• [Stated problem]
Copy out the entire forum thread below on starting to get into HID, reproducing every line of it without changes.

# My collections....Now want to get into HID



## tanasit (Aug 5, 2006)

Several are on order or waiting list but now I start to get a few hid's.
Thanks for a great forum and many many knowledgeable members who help me along the way.
I love group buy.


----------



## fluorescent (Aug 22, 2006)

that would be a Lumaray ( http://www.lumaray.com )


----------



## ianb (Aug 22, 2006)

whats the largest one in the centre :thinking: 

Ian


----------



## fluorescent (Aug 22, 2006)

I have no idea how my answer got in front of your question!?!


----------



## skalomax (Aug 22, 2006)

Lol i was thinking the same!!


----------



## Cuso (Aug 22, 2006)

:huh2:


----------



## cue003 (Aug 22, 2006)

Which 2 are your favorite?

Thanks.

Curtis


----------



## ianb (Aug 23, 2006)

fluorescent said:


> I have no idea how my answer got in front of your question!?!


 :lolsign: :lolsign: :goodjob: I can't work it out either :thinking: 

thanks for the answer though, it looks pretty cool, never heard of it before,

Ian


----------



## jtice (Aug 23, 2006)

• [Dataset section]
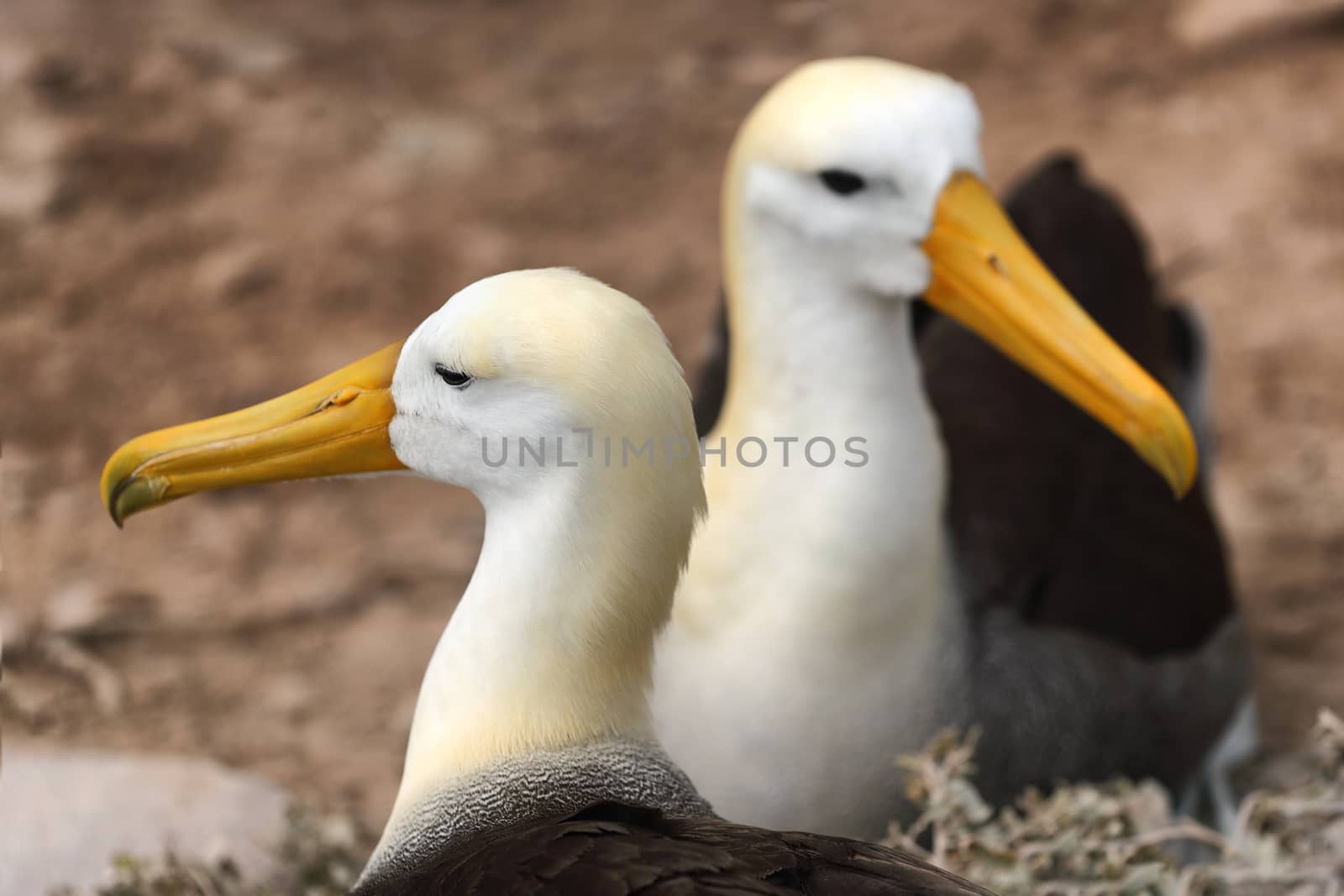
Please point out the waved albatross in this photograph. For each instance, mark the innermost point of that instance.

• [The solution]
# My collections....Now want to get into HID



## tanasit (Aug 5, 2006)

Several are on order or waiting list but now I start to get a few hid's.
Thanks for a great forum and many many knowledgeable members who help me along the way.
I love group buy.


----------



## fluorescent (Aug 22, 2006)

that would be a Lumaray ( http://www.lumaray.com )


----------



## ianb (Aug 22, 2006)

whats the largest one in the centre :thinking: 

Ian


----------



## fluorescent (Aug 22, 2006)

I have no idea how my answer got in front of your question!?!


----------



## skalomax (Aug 22, 2006)

Lol i was thinking the same!!


----------



## Cuso (Aug 22, 2006)

:huh2:


----------



## cue003 (Aug 22, 2006)

Which 2 are your favorite?

Thanks.

Curtis


----------



## ianb (Aug 23, 2006)

fluorescent said:


> I have no idea how my answer got in front of your question!?!


 :lolsign: :lolsign: :goodjob: I can't work it out either :thinking: 

thanks for the answer though, it looks pretty cool, never heard of it before,

Ian


----------



## jtice (Aug 23, 2006)